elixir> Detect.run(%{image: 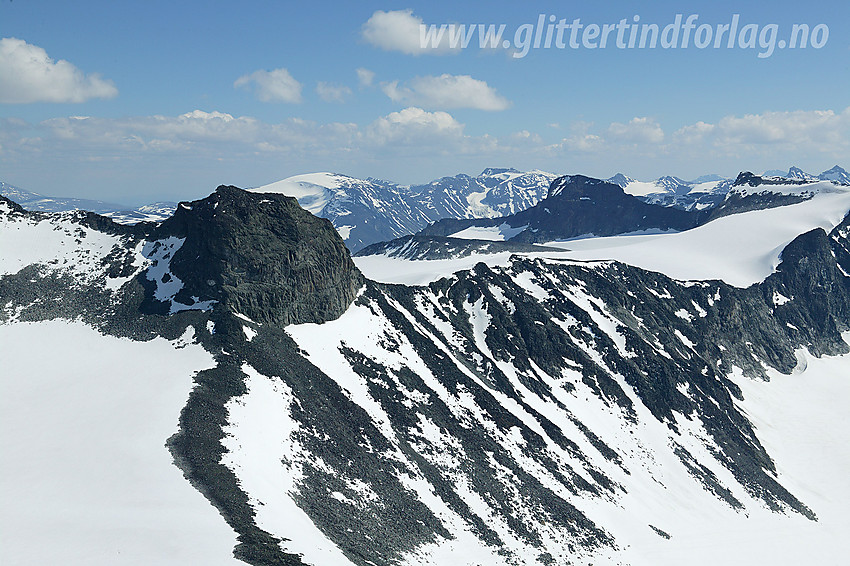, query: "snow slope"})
[547,187,850,287]
[251,173,344,216]
[0,320,242,566]
[354,189,850,287]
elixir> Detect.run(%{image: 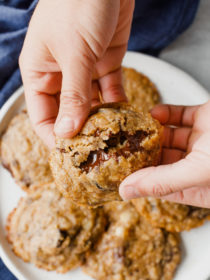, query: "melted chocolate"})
[79,130,148,173]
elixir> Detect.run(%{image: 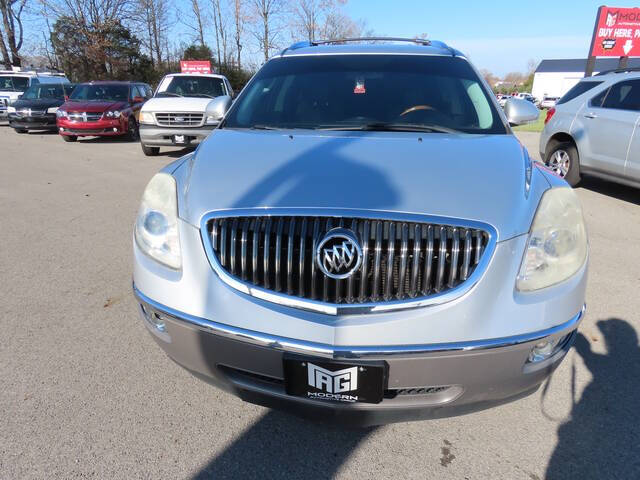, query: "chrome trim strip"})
[133,284,586,359]
[200,208,498,315]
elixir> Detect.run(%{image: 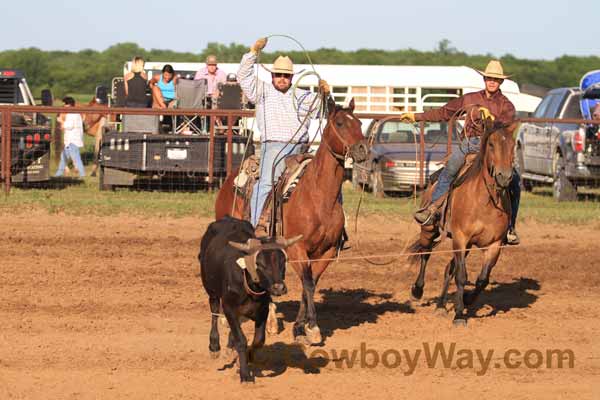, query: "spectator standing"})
[54,96,85,177]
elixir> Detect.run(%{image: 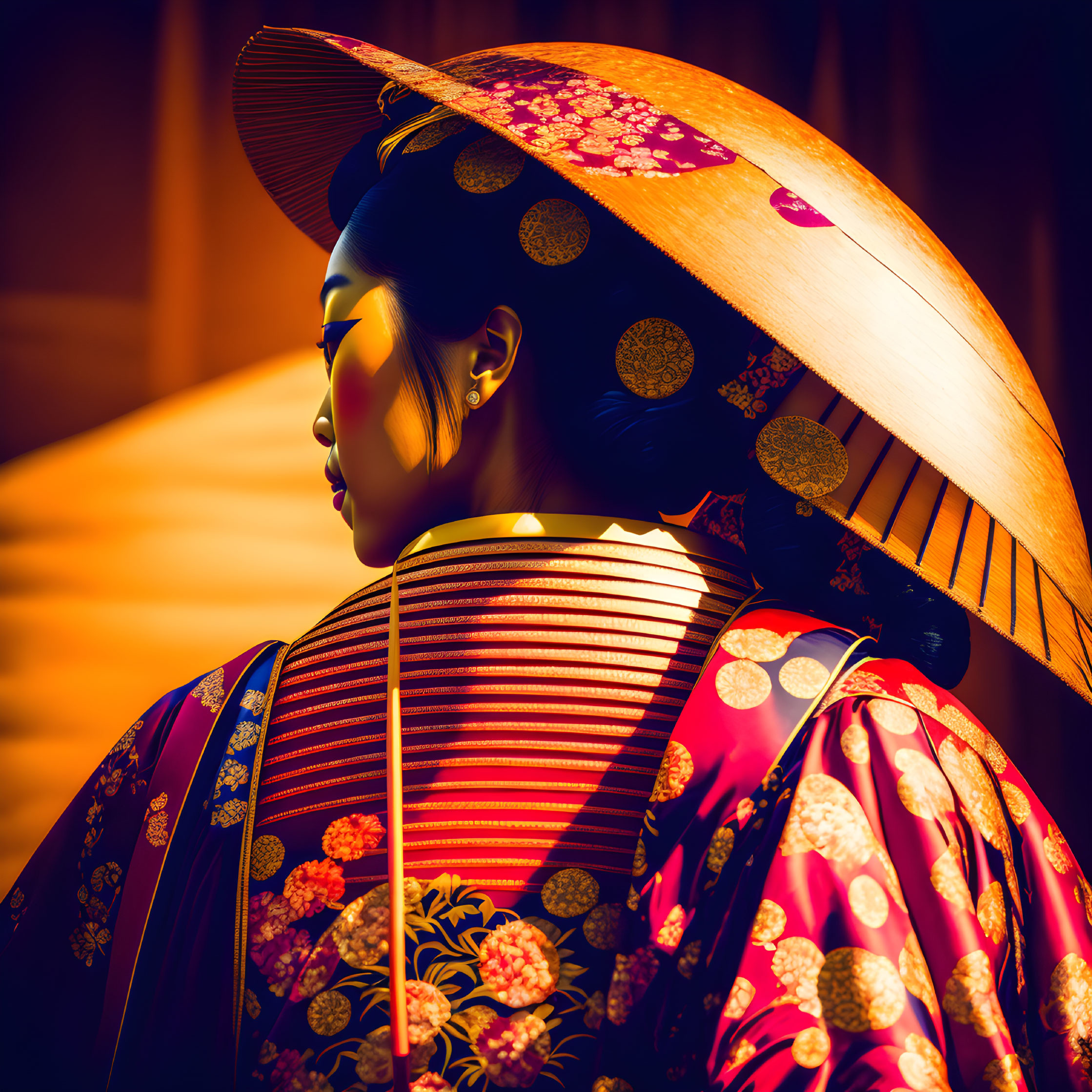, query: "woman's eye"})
[318,319,361,376]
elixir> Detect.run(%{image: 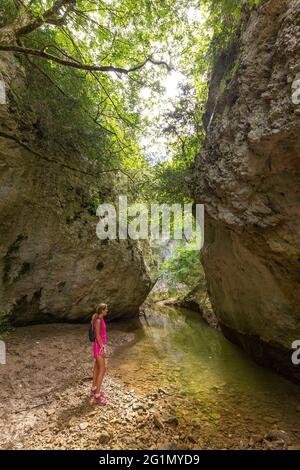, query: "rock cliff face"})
[194,0,300,382]
[0,53,151,324]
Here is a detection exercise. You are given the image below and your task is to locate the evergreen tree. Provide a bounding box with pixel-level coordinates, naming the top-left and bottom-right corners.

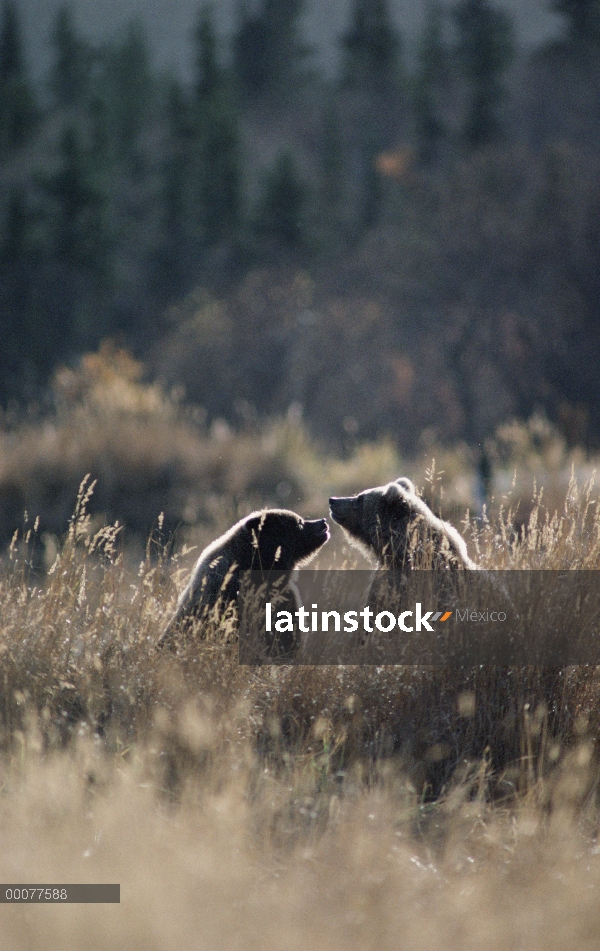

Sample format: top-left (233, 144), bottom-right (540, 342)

top-left (321, 102), bottom-right (345, 228)
top-left (454, 0), bottom-right (514, 149)
top-left (50, 4), bottom-right (93, 109)
top-left (0, 0), bottom-right (37, 151)
top-left (233, 0), bottom-right (309, 99)
top-left (200, 92), bottom-right (241, 243)
top-left (342, 0), bottom-right (400, 95)
top-left (256, 151), bottom-right (306, 247)
top-left (45, 124), bottom-right (109, 276)
top-left (192, 4), bottom-right (241, 244)
top-left (415, 0), bottom-right (450, 164)
top-left (551, 0), bottom-right (600, 45)
top-left (99, 21), bottom-right (154, 163)
top-left (195, 3), bottom-right (222, 101)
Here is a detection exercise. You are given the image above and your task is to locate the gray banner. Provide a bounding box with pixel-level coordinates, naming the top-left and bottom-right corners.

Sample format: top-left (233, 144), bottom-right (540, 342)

top-left (239, 570), bottom-right (600, 667)
top-left (0, 885), bottom-right (121, 905)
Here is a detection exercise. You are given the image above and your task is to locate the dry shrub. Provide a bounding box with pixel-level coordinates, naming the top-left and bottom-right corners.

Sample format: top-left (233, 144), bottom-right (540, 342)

top-left (0, 482), bottom-right (600, 951)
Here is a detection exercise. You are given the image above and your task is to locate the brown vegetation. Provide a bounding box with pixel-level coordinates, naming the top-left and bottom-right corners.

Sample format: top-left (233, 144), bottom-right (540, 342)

top-left (0, 436), bottom-right (600, 951)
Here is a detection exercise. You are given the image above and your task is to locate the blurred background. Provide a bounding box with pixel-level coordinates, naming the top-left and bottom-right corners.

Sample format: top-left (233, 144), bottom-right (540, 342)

top-left (0, 0), bottom-right (600, 541)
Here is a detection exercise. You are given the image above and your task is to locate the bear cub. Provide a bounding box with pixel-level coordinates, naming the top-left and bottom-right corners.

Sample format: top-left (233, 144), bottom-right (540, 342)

top-left (329, 478), bottom-right (477, 571)
top-left (158, 509), bottom-right (329, 652)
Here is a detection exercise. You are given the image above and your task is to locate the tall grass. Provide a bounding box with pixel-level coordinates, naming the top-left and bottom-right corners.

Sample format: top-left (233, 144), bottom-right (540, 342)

top-left (0, 468), bottom-right (600, 951)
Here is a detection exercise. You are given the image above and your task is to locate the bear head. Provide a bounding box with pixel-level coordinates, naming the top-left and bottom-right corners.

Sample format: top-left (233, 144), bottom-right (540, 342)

top-left (239, 509), bottom-right (329, 571)
top-left (329, 477), bottom-right (472, 570)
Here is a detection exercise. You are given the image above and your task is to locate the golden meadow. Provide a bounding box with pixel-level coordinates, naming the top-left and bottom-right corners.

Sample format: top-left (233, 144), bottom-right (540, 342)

top-left (0, 350), bottom-right (600, 951)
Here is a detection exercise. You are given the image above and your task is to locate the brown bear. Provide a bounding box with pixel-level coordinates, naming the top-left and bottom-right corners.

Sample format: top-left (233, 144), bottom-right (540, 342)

top-left (329, 478), bottom-right (477, 571)
top-left (158, 509), bottom-right (329, 652)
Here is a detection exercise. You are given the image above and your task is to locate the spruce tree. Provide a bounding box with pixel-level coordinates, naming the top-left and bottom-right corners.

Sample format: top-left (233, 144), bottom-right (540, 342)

top-left (415, 0), bottom-right (450, 165)
top-left (454, 0), bottom-right (514, 149)
top-left (342, 0), bottom-right (400, 95)
top-left (104, 20), bottom-right (154, 161)
top-left (256, 151), bottom-right (306, 248)
top-left (50, 3), bottom-right (93, 109)
top-left (193, 4), bottom-right (241, 244)
top-left (551, 0), bottom-right (600, 45)
top-left (233, 0), bottom-right (309, 100)
top-left (0, 0), bottom-right (38, 152)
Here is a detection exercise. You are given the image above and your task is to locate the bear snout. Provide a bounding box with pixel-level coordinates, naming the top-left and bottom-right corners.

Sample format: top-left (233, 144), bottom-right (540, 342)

top-left (304, 518), bottom-right (329, 541)
top-left (329, 497), bottom-right (355, 525)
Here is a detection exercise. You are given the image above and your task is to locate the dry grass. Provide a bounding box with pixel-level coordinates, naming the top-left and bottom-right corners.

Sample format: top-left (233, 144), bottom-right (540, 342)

top-left (0, 472), bottom-right (600, 951)
top-left (0, 347), bottom-right (600, 951)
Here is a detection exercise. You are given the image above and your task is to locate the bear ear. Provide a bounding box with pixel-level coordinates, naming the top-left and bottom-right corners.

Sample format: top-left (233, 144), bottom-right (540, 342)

top-left (383, 482), bottom-right (402, 502)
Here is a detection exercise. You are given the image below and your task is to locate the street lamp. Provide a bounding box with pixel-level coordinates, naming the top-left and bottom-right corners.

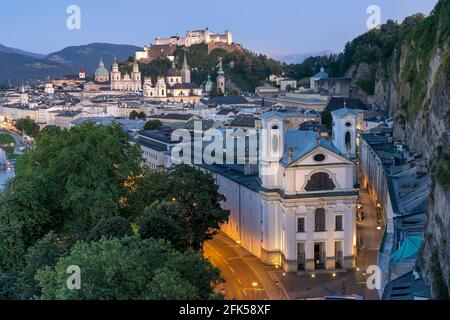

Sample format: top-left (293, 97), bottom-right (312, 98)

top-left (252, 282), bottom-right (258, 300)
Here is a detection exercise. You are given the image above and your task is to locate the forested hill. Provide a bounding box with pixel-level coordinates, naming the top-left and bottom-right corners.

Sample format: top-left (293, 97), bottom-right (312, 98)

top-left (122, 44), bottom-right (283, 92)
top-left (312, 0), bottom-right (450, 299)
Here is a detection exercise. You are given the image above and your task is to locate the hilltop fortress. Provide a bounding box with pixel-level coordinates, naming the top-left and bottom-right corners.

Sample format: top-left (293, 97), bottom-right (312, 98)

top-left (155, 28), bottom-right (233, 47)
top-left (135, 28), bottom-right (242, 63)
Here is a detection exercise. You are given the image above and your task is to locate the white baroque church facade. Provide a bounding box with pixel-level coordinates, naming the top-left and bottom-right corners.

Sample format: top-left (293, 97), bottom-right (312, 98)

top-left (204, 108), bottom-right (358, 272)
top-left (143, 55), bottom-right (203, 104)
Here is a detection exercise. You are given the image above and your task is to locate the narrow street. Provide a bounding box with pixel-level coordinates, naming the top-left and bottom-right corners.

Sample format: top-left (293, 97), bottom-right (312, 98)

top-left (356, 189), bottom-right (384, 300)
top-left (204, 233), bottom-right (286, 300)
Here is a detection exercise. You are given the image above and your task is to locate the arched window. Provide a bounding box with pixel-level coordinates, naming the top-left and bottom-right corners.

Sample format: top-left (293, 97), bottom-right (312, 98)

top-left (314, 208), bottom-right (326, 232)
top-left (345, 132), bottom-right (352, 150)
top-left (305, 172), bottom-right (336, 191)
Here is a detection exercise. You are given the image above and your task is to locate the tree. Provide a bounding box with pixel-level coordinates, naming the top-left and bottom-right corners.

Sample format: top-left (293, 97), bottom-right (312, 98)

top-left (0, 121), bottom-right (142, 272)
top-left (15, 117), bottom-right (39, 138)
top-left (86, 216), bottom-right (133, 241)
top-left (129, 110), bottom-right (139, 120)
top-left (146, 267), bottom-right (199, 300)
top-left (20, 232), bottom-right (71, 299)
top-left (139, 201), bottom-right (190, 251)
top-left (134, 165), bottom-right (229, 250)
top-left (0, 273), bottom-right (20, 300)
top-left (144, 119), bottom-right (162, 130)
top-left (36, 236), bottom-right (221, 300)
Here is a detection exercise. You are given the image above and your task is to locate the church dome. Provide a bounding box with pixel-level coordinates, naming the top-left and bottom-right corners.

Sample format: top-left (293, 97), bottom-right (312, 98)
━━━━━━
■ GOAL OF THE EXERCISE ■
Starting at the line that contains "the dry grass." and ending with the line that contains "top-left (0, 472), bottom-right (600, 951)", copy those lines again word for word.

■ ANSWER ■
Here is a detection exercise. You are given the image above and your task is to locate the dry grass. Provide a bounding box with pixel-level coordinates, naming the top-left and bottom-right corners.

Sample format: top-left (233, 144), bottom-right (540, 342)

top-left (0, 472), bottom-right (600, 951)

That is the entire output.